Blok tekstu
--------------------------------

Ar-15 mimo swojej dość kontrowersyjnej historii zdobył sobie rzesze pasjonatów i oddanych użytkowników na całym świecie i mimo swojego wieku jak i silnej konkurencji trzyma się na rynku całkiem nieźle i dzięki takim firmom jak H&K pozostanie na niej jeszcze długo. Kałach na dzisiaj ma zbyt mała celność, a jego amunicja nie jest rozwijana. Nawet Chińczycy przestali je już produkować i zajęli się swoją własną konstrukcją Type 95/97.
-
No tak , jestem pod wrażeniem - testy zrobione przez amerykanów to naprawdę coś lol
Ar-15 mimo swojej dość kontrowersyjnej historii zdobył sobie rzesze pasjonatów
Doprawdy?
W przypadku kałacha historia nie była kontrowersyjna lol
On po prostu zabija. Na śmierć lol
i oddanych użytkowników
W przypadku Ak-47 pokusiłbym sie o stwierdzenie iż rzesza docelowych odbiorców jest równie oddana. Żeby nie powiedzieć fanatycznie :021: :021: :021:
-
No tak , jestem pod wrażeniem - testy zrobione przez amerykanów to naprawdę coś lol
tak samo jak testy robione przez rosjan:P
-
No tak , jestem pod wrażeniem - testy zrobione przez amerykanów to naprawdę coś lol
tak samo jak testy robione przez rosjan:P
Chyba że robili je Izraelczycy, Finowie, RPA i wprowadzają je na swoje uzbrojenie
O Chinach Polsce, Jugosławii, Węgrzech, Egipcie, Korei (tej lepszej Północnej) nie wspomnę, bo tam nie mieli raczej wyboru. Nie zmienia to faktu że Ak-47 jest jednak udaną konstrukcją.
-
Szmajs, powstaje coraz więcej wersji i modernizacji Stonerów, nawet HK wzięło się za to. Nie chce mi się w tej chwili szukać, ale na prawdę jest tego multum, zarówno na rynku cywilnym jak i wojskowym. Agencje ochroniarskie takie jak Blackwater stosują najczęściej stonery w przeróżnych konfiguracjach i odmianach. Najnowsze karabinki i karabiny spotterskie armii amerykańskiej oparte są na bazie stonera mk11mod0, mk12mod0, SPR i inne.
Zarzutów co do AK jest o wiele wiele więcej niż mówisz. Jeden z największych problemów to zamek. Trzon zamkówy ma srodek ciężkości położony wyżej niż oś lufy, co z w połączeniu z jego dużą masą i bezwładnością powoduję że broń jest bardzo niestabilna podczas strzelania, pomijam już precyzję wykonania. Zaś podpinanie urządzeń celowniczych i innych nie stanowi takiego problemu. Jest wiele nakładek z szynami picatinny do montowanie na różne wersje kałasza.

--------------------------------

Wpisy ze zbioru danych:
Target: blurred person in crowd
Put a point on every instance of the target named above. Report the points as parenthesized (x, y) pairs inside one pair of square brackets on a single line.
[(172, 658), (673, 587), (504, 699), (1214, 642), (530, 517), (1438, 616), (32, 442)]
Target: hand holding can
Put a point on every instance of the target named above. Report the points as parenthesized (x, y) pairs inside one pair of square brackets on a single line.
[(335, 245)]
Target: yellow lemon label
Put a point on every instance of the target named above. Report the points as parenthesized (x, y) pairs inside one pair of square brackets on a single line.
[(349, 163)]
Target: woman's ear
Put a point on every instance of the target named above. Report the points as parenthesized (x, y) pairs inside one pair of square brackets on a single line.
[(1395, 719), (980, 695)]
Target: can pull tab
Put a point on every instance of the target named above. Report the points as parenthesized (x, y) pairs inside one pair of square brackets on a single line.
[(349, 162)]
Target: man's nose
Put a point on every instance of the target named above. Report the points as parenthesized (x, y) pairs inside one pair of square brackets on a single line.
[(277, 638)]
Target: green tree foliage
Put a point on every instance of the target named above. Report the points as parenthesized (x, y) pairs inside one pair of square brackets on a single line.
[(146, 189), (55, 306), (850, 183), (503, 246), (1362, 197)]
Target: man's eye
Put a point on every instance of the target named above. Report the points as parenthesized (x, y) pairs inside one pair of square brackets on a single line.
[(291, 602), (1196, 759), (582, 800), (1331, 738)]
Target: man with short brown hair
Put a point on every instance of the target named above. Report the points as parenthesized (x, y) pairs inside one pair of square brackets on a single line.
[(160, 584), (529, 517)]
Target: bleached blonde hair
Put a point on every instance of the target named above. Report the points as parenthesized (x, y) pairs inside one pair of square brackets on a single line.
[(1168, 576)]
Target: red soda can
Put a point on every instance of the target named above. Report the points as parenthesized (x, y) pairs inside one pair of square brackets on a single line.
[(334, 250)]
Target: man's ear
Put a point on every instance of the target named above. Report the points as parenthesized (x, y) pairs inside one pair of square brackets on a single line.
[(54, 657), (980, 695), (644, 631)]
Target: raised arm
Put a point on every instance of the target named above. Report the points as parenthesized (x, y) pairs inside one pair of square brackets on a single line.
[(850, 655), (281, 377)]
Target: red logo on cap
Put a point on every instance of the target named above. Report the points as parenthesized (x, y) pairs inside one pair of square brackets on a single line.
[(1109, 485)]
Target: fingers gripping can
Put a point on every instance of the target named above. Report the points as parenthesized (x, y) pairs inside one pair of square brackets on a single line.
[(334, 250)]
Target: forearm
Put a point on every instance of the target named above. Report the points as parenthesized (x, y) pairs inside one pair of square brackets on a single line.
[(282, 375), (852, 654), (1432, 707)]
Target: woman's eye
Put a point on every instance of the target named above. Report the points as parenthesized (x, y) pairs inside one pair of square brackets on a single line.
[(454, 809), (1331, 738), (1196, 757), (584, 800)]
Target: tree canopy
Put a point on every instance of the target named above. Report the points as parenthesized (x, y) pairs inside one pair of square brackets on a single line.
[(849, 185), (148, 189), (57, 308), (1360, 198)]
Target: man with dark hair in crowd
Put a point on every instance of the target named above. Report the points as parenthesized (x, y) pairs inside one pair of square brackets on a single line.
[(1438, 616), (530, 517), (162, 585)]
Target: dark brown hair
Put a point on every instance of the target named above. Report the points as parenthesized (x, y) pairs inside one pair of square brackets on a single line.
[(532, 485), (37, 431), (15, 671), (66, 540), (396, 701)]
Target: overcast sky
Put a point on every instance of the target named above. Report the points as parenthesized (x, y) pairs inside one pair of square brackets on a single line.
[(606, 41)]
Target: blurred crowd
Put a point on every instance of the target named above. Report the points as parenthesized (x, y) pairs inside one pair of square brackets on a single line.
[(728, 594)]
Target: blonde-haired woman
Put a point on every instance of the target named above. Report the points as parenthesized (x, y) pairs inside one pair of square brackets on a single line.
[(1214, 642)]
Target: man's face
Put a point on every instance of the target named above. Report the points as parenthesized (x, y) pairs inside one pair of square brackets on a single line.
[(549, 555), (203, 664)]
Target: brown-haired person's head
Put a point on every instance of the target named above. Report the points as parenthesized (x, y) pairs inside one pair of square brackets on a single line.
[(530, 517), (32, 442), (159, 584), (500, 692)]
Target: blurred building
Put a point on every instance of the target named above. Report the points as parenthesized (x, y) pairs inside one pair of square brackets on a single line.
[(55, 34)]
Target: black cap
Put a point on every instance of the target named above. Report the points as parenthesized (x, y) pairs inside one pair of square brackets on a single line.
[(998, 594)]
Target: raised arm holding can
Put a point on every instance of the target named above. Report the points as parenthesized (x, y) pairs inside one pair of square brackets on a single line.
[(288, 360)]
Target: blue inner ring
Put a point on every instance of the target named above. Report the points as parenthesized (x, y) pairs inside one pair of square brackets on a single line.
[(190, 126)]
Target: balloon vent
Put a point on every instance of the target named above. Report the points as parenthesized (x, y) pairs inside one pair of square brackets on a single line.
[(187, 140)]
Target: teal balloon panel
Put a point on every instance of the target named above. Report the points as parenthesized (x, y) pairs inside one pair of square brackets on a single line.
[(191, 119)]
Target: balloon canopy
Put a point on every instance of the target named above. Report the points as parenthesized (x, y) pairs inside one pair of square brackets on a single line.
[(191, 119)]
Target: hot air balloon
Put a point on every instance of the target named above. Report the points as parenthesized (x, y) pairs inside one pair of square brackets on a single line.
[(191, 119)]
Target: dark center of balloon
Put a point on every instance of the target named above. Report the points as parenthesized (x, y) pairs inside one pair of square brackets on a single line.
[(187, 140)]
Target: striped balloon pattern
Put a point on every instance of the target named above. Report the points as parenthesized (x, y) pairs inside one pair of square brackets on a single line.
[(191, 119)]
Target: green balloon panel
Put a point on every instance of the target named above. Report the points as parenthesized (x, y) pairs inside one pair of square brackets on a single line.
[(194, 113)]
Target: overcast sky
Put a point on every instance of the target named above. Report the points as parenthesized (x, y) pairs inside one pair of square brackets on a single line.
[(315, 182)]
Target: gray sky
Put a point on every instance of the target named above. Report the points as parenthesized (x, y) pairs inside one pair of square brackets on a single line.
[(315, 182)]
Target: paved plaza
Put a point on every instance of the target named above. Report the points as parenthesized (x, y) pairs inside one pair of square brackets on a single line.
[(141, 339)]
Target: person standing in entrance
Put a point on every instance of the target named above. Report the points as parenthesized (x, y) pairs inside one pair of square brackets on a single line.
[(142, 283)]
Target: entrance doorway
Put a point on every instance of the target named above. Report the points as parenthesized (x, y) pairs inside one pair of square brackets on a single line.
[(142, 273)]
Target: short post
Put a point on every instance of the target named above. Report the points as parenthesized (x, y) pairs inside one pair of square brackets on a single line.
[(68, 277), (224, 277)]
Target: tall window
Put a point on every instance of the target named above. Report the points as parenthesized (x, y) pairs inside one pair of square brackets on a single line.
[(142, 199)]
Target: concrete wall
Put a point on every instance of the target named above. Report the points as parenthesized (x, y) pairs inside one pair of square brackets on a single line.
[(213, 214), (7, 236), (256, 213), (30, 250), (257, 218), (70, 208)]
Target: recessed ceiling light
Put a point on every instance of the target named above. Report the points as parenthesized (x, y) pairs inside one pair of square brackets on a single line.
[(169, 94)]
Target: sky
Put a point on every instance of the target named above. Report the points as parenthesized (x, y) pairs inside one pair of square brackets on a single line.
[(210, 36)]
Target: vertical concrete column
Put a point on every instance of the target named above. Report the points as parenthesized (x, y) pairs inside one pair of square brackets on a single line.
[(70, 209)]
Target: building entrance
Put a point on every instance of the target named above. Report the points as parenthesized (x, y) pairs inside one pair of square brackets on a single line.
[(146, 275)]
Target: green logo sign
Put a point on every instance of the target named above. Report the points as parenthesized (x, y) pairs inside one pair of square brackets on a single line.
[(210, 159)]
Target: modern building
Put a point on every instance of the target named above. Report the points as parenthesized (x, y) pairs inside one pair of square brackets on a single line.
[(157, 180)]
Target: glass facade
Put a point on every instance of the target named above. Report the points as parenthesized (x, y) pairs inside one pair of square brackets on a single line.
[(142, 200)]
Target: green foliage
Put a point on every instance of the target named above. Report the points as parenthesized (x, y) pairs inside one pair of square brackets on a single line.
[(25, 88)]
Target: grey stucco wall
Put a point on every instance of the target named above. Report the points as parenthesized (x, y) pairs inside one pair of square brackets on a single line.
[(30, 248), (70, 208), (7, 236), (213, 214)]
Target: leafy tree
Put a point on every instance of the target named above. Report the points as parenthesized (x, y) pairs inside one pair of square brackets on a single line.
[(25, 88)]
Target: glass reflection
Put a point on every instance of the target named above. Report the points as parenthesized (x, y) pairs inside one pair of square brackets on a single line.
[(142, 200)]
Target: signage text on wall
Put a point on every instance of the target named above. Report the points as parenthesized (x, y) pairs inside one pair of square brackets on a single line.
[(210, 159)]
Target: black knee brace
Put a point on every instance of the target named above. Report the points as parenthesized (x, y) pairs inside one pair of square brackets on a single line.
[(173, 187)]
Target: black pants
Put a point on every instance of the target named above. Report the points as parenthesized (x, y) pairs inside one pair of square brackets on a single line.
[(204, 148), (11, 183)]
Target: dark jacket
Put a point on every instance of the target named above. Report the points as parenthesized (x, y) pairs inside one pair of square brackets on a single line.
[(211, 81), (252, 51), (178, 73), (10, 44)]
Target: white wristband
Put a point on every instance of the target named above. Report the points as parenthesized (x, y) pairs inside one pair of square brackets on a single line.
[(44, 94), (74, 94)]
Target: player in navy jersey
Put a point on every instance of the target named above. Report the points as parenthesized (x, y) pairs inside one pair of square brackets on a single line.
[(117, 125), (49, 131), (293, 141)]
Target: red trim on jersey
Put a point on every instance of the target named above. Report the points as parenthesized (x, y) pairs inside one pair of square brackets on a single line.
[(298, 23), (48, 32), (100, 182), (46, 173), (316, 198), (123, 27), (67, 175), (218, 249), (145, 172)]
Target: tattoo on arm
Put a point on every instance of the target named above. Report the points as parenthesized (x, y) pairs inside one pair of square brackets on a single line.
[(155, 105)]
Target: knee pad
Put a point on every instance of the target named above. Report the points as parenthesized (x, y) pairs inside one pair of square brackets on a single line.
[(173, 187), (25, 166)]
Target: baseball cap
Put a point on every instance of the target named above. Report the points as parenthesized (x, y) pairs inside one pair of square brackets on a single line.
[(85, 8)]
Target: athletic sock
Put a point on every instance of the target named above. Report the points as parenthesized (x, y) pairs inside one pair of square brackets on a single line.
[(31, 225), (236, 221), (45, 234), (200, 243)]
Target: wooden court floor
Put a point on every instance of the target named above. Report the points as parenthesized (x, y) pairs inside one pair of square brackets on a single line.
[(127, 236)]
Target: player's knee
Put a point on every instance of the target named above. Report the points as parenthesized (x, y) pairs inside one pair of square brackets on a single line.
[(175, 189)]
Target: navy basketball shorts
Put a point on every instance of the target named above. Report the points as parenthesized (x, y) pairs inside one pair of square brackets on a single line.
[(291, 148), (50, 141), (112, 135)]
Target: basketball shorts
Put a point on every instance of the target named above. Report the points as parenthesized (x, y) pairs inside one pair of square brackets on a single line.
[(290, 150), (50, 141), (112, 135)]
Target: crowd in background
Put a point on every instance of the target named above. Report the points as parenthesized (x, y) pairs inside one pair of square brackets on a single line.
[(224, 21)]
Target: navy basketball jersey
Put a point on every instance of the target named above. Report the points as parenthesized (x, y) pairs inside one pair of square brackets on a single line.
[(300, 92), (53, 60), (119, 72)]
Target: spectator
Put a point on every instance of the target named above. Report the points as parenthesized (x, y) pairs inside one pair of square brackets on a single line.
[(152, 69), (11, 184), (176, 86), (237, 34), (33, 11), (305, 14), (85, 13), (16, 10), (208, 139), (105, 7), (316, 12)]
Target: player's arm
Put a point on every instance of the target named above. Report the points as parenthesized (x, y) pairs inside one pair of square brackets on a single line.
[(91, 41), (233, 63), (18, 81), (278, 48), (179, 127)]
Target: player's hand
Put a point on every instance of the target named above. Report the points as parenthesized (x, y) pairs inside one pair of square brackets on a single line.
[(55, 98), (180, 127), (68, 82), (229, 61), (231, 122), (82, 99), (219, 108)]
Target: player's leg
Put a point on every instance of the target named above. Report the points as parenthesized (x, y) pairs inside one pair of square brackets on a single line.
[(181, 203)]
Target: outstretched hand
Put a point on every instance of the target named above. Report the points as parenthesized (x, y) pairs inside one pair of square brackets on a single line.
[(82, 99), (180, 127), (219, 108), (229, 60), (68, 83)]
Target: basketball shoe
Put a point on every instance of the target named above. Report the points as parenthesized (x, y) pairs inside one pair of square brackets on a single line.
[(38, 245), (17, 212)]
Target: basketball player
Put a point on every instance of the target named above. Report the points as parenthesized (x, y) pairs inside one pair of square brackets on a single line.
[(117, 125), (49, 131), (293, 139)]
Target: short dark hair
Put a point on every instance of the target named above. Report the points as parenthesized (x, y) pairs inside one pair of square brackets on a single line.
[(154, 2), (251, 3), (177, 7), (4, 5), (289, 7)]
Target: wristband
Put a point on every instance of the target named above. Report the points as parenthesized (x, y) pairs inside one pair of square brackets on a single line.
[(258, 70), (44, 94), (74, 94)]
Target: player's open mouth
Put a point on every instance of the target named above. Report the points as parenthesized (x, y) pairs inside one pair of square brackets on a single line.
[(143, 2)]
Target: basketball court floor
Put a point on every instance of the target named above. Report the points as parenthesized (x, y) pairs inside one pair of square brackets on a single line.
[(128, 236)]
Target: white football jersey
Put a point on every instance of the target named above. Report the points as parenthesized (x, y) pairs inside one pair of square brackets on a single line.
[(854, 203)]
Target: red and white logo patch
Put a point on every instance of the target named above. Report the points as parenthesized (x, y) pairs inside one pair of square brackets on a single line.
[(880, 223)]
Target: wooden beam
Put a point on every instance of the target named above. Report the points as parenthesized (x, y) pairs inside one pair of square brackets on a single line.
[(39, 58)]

--------------------------------

Zadanie 1
Wymień państwa, o których w tekście o karabinach AR-15 i AK-47 powiedziano, że „tam nie mieli raczej wyboru”.
Zadanie 2
Poprowadź dalej tekst o karabinach AR-15 i AK-47, zaczynając po jego ostatnim zdaniu.
Zestawienie stanowi odrębny materiał, niezwiązany z tekstem o karabinach AR-15 i AK-47.

Odpowiedź 1
Chiny, Polska, Jugosławia, Węgry, Egipt, Korea Północna

Odpowiedź 2
Co do samej amunicji, zgadzam się , że siła obalająca kalibrów 5.56 jest niewystarczająca w wielu przypadkach, tyczy się to jednak tylko odmian z lufami krótkimi (m4 i krótsze) i przypadków strzelania z nich na długie dystanse, długie lufy (m16) nie posiadają już tego problemu, amunicja podczas penetracji ciała koziołkuje i fragmentuje powodując potworne zniszczenia, taka jest już specyfika balistyki tej amunicji. Poza tym dużo większe zniszczenia powoduje pocisk, który wchodzi w ciało ludzkie z prędkością ok900 m/s niż o 150 mniejszą. Powstaje wtedy kanał chwilowy i w przypadku większych prędkości ma on dużo większą średnicę , więc nie sama energia pocisku się liczy. Właściwości penetracyjne (ppanc) amunicji 5.56 są większe niż 7.62x39, z jednej strony to zaleta z drugiej wada, gdyż pocisk dłużej oddaje energię. Wracając do odległości strzelania. Energia na dużych dystansach spada szybciej niż amunicji "kałachowej", lecz walke prowadzi sie na krótkich dystansach, a jaka jest celność i skupienia z kałacha na amunicję 7.62x39 nie trzeba mówić.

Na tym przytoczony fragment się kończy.